_Reading passage_
========================

The Reed Smith Life Sciences Blog has an interesting post today about a proposed FDA regulation imposing special controls on a class II medical device (tissue expanders) that specifically states the Agency’s intent that those controls have preemptive effect. That, the RS blogger notes, is a first.
Like RS we wonder whether it’s necessary. Where there are device-specific special controls, even in non-Class III devices, the courts have already tended to find preemption. There is (as the RS post notes) the widely recognized preemptive effect of toxic shock warnings in tampons. And both a 1998 regulation applicable to latex gloves, and a 1997 regulation applicable to contact lens care products, have likewise been accorded preemptive effect due to their specificity. See Morgan v. Abco Dealers, Inc., 2007 WL 4358392 (S.D.N.Y. Dec. 11, 2007) (latex gloves); Tuttle v. Ciba Vision Corp., 2007 WL 677134 (D. Utah Mar. 1, 2007) (contact lens care products).
These controls should follow the same pattern.
So, since the tissue expander controls are of the same order of specificity, why bother with the explicit express preemption discussion? Without it, the FDA’s controls are still analogous to tampons, gloves, and the rest. But if that language does not survive, it only complicates preemption argument down the road.

========================

Saved data entries:
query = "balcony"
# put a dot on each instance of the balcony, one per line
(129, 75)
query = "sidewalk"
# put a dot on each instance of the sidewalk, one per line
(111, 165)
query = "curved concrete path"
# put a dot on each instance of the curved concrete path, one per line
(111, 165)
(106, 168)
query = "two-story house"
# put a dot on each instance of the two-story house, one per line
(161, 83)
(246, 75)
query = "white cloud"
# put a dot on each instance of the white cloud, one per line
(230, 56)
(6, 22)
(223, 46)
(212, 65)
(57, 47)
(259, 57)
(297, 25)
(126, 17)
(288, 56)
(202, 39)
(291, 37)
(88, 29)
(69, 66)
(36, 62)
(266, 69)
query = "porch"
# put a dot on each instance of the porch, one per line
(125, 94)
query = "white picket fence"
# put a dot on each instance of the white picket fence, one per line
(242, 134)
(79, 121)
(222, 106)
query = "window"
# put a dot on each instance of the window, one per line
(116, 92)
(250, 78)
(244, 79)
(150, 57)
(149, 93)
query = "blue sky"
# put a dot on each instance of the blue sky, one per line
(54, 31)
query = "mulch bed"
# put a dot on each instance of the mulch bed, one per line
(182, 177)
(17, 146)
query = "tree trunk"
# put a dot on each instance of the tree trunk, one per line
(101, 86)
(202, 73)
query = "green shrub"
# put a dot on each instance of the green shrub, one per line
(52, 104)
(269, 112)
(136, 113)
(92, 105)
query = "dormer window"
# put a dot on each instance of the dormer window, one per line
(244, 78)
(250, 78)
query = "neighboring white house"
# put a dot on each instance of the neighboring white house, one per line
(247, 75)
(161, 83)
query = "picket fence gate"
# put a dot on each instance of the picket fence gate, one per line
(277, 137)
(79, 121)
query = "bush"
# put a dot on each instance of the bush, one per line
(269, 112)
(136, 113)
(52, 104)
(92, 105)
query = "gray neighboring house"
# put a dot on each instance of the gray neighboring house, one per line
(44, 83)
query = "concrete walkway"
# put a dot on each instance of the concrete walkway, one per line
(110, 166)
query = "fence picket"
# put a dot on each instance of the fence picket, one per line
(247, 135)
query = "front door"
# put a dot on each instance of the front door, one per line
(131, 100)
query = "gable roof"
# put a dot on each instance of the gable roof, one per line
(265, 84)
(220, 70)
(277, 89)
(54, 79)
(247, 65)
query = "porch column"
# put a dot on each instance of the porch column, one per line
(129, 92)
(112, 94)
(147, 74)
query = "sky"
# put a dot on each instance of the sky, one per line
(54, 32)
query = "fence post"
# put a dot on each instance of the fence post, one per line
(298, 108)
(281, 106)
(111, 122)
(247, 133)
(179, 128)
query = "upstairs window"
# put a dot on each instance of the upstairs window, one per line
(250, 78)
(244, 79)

========================

_Work to complete_
[1] Answer these questions about the commentary on FDA device preemption.
(a) What type of class II medical device does the proposed FDA regulation cover?
(b) Which court decided Tuttle v. Ciba Vision Corp.?
(c) In what year was the regulation on latex gloves issued?
[2] Rewrite the commentary on FDA device preemption from "Like RS we wonder" to "lens care products).", replacing "contact lens care products" with "contact lens solutions".

_Solutions in order_
[1]
(a) Tissue expanders
(b) The District of Utah (D. Utah)
(c) 1998

[2]
Like RS we wonder whether it’s necessary. Where there are device-specific special controls, even in non-Class III devices, the courts have already tended to find preemption. There is (as the RS post notes) the widely recognized preemptive effect of toxic shock warnings in tampons. And both a 1998 regulation applicable to latex gloves, and a 1997 regulation applicable to contact lens solutions, have likewise been accorded preemptive effect due to their specificity. See Morgan v. Abco Dealers, Inc., 2007 WL 4358392 (S.D.N.Y. Dec. 11, 2007) (latex gloves); Tuttle v. Ciba Vision Corp., 2007 WL 677134 (D. Utah Mar. 1, 2007) (contact lens solutions).